Work to complete: Where the data below has the string "frame", return the whole line.

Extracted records
━━━━━━━━━━━━━━━━━━━━━━━━━━━━━━
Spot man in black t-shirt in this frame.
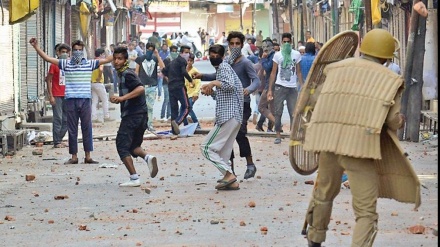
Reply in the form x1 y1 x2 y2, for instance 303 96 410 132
135 42 165 131
161 45 193 135
110 47 159 187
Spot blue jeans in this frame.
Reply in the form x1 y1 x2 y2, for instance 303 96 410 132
52 96 68 145
161 84 171 119
247 55 259 64
254 91 261 114
183 97 199 125
157 77 163 97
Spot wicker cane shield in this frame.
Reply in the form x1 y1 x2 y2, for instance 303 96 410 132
289 31 359 175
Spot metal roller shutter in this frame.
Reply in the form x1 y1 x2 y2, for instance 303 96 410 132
12 24 21 114
387 6 406 72
71 8 80 41
36 10 46 100
26 15 39 103
55 4 64 44
0 1 15 115
45 3 54 57
20 21 29 113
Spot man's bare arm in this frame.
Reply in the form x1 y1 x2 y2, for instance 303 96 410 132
29 38 59 65
267 62 278 100
98 54 113 66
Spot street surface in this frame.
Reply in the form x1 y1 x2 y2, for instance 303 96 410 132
0 60 438 246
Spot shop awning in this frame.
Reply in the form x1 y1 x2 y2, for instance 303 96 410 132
9 0 40 25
━━━━━━━━━━━━━━━━━━━━━━━━━━━━━━
Exercise response:
Spot man in black t-shirt in this frame.
Spot blue jeans in this frame.
Spot wicker cane shield in this frame.
Spot metal roller shutter in this frame.
Spot man's bare arm in this frame.
Spot street surface in this frame.
Spot shop awning in this frame.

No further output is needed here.